• **YOUR GOAL**
Which lines run from the one containing "box: [772, 61, 800, 88]" to the end of the material below? Retype exactly those, both ends included, and nothing else.

• **DATASET CONTENT**

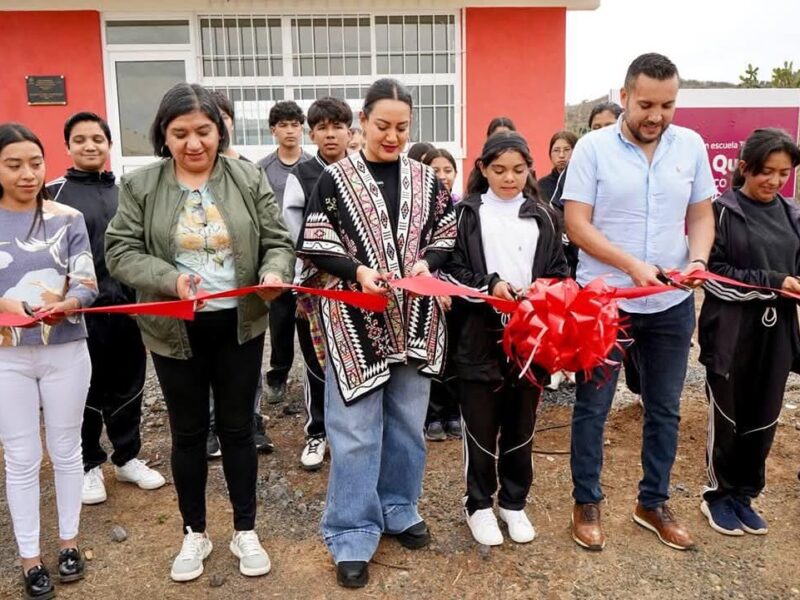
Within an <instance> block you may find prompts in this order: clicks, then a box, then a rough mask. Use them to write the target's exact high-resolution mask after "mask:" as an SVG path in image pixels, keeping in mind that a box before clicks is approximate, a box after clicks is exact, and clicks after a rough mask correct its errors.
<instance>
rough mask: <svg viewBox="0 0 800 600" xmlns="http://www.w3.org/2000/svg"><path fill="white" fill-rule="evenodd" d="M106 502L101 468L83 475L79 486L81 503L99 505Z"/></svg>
mask: <svg viewBox="0 0 800 600" xmlns="http://www.w3.org/2000/svg"><path fill="white" fill-rule="evenodd" d="M105 501H106V484H105V481H104V480H103V469H102V467H99V466H98V467H95V468H93V469H89V470H88V471H86V473H84V474H83V485H82V486H81V503H83V504H100V503H101V502H105Z"/></svg>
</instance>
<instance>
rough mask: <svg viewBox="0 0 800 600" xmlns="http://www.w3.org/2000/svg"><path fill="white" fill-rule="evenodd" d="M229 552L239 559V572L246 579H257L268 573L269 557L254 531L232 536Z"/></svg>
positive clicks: (251, 530) (241, 531)
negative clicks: (251, 577) (261, 576)
mask: <svg viewBox="0 0 800 600" xmlns="http://www.w3.org/2000/svg"><path fill="white" fill-rule="evenodd" d="M230 549H231V552H233V555H234V556H235V557H236V558H238V559H239V572H240V573H241V574H242V575H247V576H248V577H257V576H258V575H266V574H267V573H269V570H270V568H271V567H272V564H271V563H270V560H269V555H268V554H267V551H266V550H264V547H263V546H262V545H261V542H259V541H258V534H256V532H255V531H253V530H250V531H237V532H235V533H234V534H233V539H232V540H231V545H230Z"/></svg>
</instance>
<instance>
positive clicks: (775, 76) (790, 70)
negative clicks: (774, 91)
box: [772, 61, 800, 88]
mask: <svg viewBox="0 0 800 600" xmlns="http://www.w3.org/2000/svg"><path fill="white" fill-rule="evenodd" d="M772 87H783V88H800V69H797V70H795V69H794V62H793V61H783V66H782V67H775V68H774V69H772Z"/></svg>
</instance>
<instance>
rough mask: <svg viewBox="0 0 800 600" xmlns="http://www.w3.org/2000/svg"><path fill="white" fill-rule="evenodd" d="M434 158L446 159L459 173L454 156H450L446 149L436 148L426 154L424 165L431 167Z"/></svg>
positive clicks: (423, 161) (457, 172)
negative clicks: (453, 157) (440, 158)
mask: <svg viewBox="0 0 800 600" xmlns="http://www.w3.org/2000/svg"><path fill="white" fill-rule="evenodd" d="M434 158H444V159H445V160H447V161H448V162H449V163H450V164H451V165H453V170H454V171H455V172H456V173H458V165H457V164H456V159H455V158H453V155H452V154H450V153H449V152H448V151H447V150H445V149H444V148H434V149H433V150H430V151H428V152H426V153H425V156H424V157H423V159H422V162H423V164H426V165H430V164H431V163H432V162H433V159H434Z"/></svg>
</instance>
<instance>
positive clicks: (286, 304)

• **RESULT**
box: [772, 61, 800, 88]
mask: <svg viewBox="0 0 800 600" xmlns="http://www.w3.org/2000/svg"><path fill="white" fill-rule="evenodd" d="M772 87H783V88H800V69H797V70H795V69H794V62H793V61H783V66H782V67H775V68H774V69H772Z"/></svg>
</instance>
<instance>
rough mask: <svg viewBox="0 0 800 600" xmlns="http://www.w3.org/2000/svg"><path fill="white" fill-rule="evenodd" d="M434 158L446 159L459 173L454 156H450L446 149L436 148L426 154L424 165L431 167Z"/></svg>
positive clicks: (423, 161) (457, 172)
negative clicks: (453, 157) (440, 158)
mask: <svg viewBox="0 0 800 600" xmlns="http://www.w3.org/2000/svg"><path fill="white" fill-rule="evenodd" d="M434 158H444V159H445V160H447V161H448V162H449V163H450V164H451V165H453V170H454V171H455V172H456V173H458V165H457V164H456V159H455V158H453V155H452V154H450V153H449V152H448V151H447V150H445V149H444V148H434V149H433V150H430V151H428V152H426V153H425V156H424V157H423V159H422V162H423V164H426V165H430V164H431V163H432V162H433V159H434Z"/></svg>
</instance>
<instance>
positive clicks: (286, 304)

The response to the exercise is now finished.